**TASK INPUTS:**
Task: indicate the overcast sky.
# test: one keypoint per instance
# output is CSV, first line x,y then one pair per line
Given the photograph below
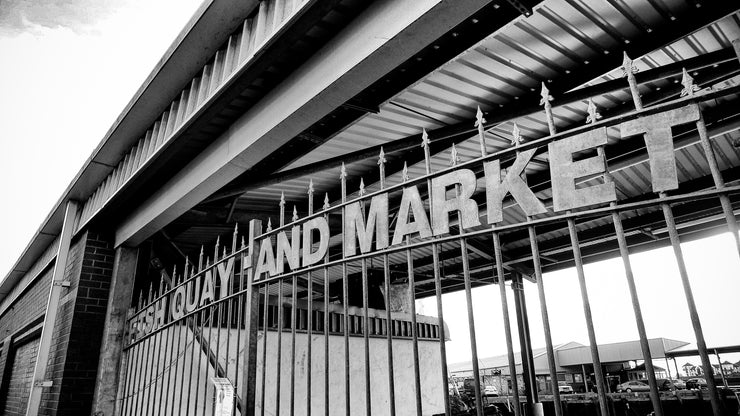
x,y
70,67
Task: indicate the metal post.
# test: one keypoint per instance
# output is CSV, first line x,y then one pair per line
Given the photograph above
x,y
507,323
111,351
437,278
55,293
249,378
528,370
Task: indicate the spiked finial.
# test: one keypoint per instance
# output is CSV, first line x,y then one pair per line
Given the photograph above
x,y
362,187
593,112
688,84
545,96
424,138
480,123
454,158
516,135
479,120
628,66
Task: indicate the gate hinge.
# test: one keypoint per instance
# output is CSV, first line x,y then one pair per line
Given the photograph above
x,y
43,383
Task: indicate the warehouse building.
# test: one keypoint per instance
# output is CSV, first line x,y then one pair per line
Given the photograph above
x,y
252,233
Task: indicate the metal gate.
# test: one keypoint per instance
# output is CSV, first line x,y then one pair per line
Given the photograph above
x,y
292,319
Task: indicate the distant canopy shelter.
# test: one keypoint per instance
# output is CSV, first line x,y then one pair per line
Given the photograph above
x,y
258,224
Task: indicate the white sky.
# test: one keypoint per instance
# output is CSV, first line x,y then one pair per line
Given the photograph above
x,y
70,67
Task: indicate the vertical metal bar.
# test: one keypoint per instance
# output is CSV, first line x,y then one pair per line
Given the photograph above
x,y
140,358
366,333
293,324
345,298
202,351
469,301
545,319
206,380
437,279
165,362
600,384
721,370
507,321
693,312
249,379
265,313
499,269
644,344
309,319
530,380
414,324
194,329
629,70
278,372
149,358
168,358
388,316
240,311
55,293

**WRITTEN EXERCISE:** Include both ends. Return the line holding "Task: indicate the warehouse building." and all lines after it in the records above, exactly as written.

**FINISHED EXERCISE:**
Task: indicate the warehouse building.
# test: one keypoint per instance
# output is CSV, first line x,y then one pair per line
Given the photograph above
x,y
252,233
Task: indicate the metal gate.
# test: one keypoint per instance
# output is CSV, first line x,y then one pair per line
Given the photograph above
x,y
292,319
Task: indicate the distant canopy shelter.
# test: one keypoint per instance
# output is CSV, first line x,y then one pair per line
Given the photograph above
x,y
258,224
Task: indicate the white sky.
# test: one keypoint per instance
# output is CSV, first line x,y then one pair per line
Given the photograph above
x,y
70,67
Task: indicate the vertical metal bar.
# test: one keypoint per instance
# output is CSV, first line x,y then one pair per line
Given the photograph above
x,y
140,358
366,333
293,324
345,298
202,351
469,301
545,319
206,380
437,279
165,362
600,384
721,370
507,321
693,312
249,379
265,313
499,269
644,344
309,319
530,380
414,324
194,329
629,70
278,372
149,358
168,358
388,316
240,311
55,293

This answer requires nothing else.